→ **Records for this task**
▬▬▬
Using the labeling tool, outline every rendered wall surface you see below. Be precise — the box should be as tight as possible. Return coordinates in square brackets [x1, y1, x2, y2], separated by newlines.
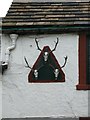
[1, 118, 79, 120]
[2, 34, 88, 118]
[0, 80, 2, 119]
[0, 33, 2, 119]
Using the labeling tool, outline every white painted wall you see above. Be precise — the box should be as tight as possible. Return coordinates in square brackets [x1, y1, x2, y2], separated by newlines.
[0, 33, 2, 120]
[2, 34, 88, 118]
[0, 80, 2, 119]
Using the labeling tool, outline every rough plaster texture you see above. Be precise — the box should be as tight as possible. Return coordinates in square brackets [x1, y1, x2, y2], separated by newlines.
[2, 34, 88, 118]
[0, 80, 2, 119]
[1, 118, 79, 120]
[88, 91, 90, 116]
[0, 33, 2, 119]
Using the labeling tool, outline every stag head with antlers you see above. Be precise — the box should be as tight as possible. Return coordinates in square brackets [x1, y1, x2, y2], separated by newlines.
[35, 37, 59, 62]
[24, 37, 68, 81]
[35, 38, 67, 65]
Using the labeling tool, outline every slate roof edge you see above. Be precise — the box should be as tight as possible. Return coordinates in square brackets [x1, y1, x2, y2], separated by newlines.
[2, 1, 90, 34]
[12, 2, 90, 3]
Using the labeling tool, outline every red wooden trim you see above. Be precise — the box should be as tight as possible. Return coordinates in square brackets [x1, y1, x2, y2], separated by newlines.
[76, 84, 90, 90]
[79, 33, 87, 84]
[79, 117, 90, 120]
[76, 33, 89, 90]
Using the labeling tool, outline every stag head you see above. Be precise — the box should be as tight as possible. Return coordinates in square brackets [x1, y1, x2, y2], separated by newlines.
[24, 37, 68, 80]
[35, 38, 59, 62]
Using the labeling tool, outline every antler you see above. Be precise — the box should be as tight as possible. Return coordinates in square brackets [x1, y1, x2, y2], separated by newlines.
▬▬▬
→ **What needs to be done**
Write out the entries above word for word. Do not include the pictures.

→ **Final answer**
Using the labeling tool, outline every rendered wall surface you see below. Be precise — the box should be as tight as possible. Return coordinates in square brackets [x1, y1, x2, y2], separated by newlines.
[1, 118, 79, 120]
[2, 34, 88, 118]
[0, 80, 2, 119]
[0, 33, 2, 119]
Using the labeling tool, outline every white painted wall you see above. Be precise — the box should be as tight as possible. Return coordinates in square brackets [x1, y1, x2, y2], separated by newlines.
[0, 33, 2, 120]
[2, 34, 88, 118]
[0, 80, 2, 119]
Using the labeling tool, outline every rough plaster texture you see above. Be precise — the box should be as tight as possible. Return coordinates in square brackets [x1, y1, x2, y2], separated by newlines.
[2, 34, 88, 118]
[0, 80, 2, 119]
[1, 118, 79, 120]
[88, 91, 90, 116]
[0, 33, 2, 119]
Using the labeling tool, outline every stag head with antlers you see above. Be precise — the box should be as tight as possible. Return coordinates in square brackets [x1, y1, x2, y2], separated by newlines.
[35, 37, 59, 62]
[24, 37, 68, 81]
[35, 38, 67, 65]
Using the labeling tool, outline every slate roof edge you see above. Be precise — the box should be as tight as possible. Return coordinates in square brackets [x1, y1, x2, y2], separated by newlines.
[2, 1, 90, 34]
[12, 2, 90, 3]
Using the labeling tool, outline every red wooden trim you see above. Be precise — the box should be as tight as possible. Return coordinates in square brackets [x1, y1, x2, y2], separated by newlines.
[76, 84, 90, 90]
[79, 33, 87, 84]
[79, 117, 90, 120]
[76, 33, 89, 90]
Using the labeling tool, outline every stag head you see above. Be precise — the box should be as tight as possible. Return coordinates in square brackets [x1, y1, x2, y2], separated by newlines.
[24, 37, 68, 80]
[35, 38, 59, 62]
Using the labeling tool, outline every antler you see above. Be precise — the box should be as tight as possible. Return coordinates in square brackets [x1, y1, x2, y2], separated by newlines.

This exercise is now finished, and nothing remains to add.